Challenge 1: In the die-packaging passage, why are the transceiver and D2D blocks interleaved around the peripheral region of the die in FIG. 4? Answer in one to three sentences.
Challenge 2: Duplicate the die-packaging passage between "FIG. 4 shows" and "utilized package methodologies.", inclusive.
Challenge 3: Go on with the die-packaging passage, starting after its final sentence.

Text section:
FIG. 4 shows yet another device, die 405 that may be used for generating multi-chip systems with a single die design in accordance with some embodiments. Die (e.g., FPGA) 400 comprises a peripheral region that includes both D2D blocks 416-419 and transceiver blocks 410 a,b and 411 a,b, as shown. Rather than simply using inner and outer peripheral portions, the transceiver and D2D blocks are interleaved around the peripheral region. In this way, adjacent D2D blocks from side-by-side dies may be coupled together, simplifying, in some cases, the utilized package methodologies.
FIG. 5 is a side view showing another multi-chip system 500 in accordance with some embodiments. System 500 includes die instances 505A, 505B, and 505C mounted organic interposer 535, which is mounted atop a mid substrate portion 532, which may be a part of substrate 530. The mid substrate 532 and organic interposer 535 house bridge structures 542, which include bridge conductors 543 for coupling adjacent D2D blocks (517A-519B and 517B-519C) together. The package also includes TSVs passing through the bridges to couple inactive transceiver blocks to inactive device reference planes (Vss). Also included are copper pillars and TSVs for coupling, through the organic interposer and substrate portions, transceiver blocks (510A, 511C) to IO contacts and inactive IO blocks (D2D portions (519A, 517C) to Vss reference planes. In some embodiments, the organic interposer could be omitted, with bridge structures disposed directly within the mid substrate portion. In addition, the mid substrate portion may be formed as a separate layer from the substrate, or it could be part of the substrate itself.

Information provided:
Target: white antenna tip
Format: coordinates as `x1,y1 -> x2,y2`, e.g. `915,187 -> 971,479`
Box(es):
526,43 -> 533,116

Output 1: Interleaving the transceiver and D2D blocks around the peripheral region, instead of dividing them into inner and outer peripheral portions, allows adjacent D2D blocks on side-by-side dies to be coupled together. According to the text, this simplifies the packaging methodologies used in some cases.

Output 2:
FIG. 4 shows yet another device, die 405 that may be used for generating multi-chip systems with a single die design in accordance with some embodiments. Die (e.g., FPGA) 400 comprises a peripheral region that includes both D2D blocks 416-419 and transceiver blocks 410 a,b and 411 a,b, as shown. Rather than simply using inner and outer peripheral portions, the transceiver and D2D blocks are interleaved around the peripheral region. In this way, adjacent D2D blocks from side-by-side dies may be coupled together, simplifying, in some cases, the utilized package methodologies.

Output 3:
FIG. 6 shows an exemplary compute system 650 formed from one or more FPGA modules 660, each having one or more dies of a single design instantiation, as described herein. (They may also include other components such as power supplies, ASICS or even other FPGA designs.) Each FPGA module 660 also has an associated external memory module 665. The FPGA modules 660 are coupled to each other through a communications bridge 675. Also illustrated is a host processor 605 having associated memory 608. The host processor is coupled to the compute system 650 through a host interface bridge 610 for controlling and communicating with FPGA system 650. Host 605, in cooperation with memory 608, may be used to program the one or more FPGA modules 660, as well as to control and program the system for such tasks as compute system prototyping, as well as for other possible functions.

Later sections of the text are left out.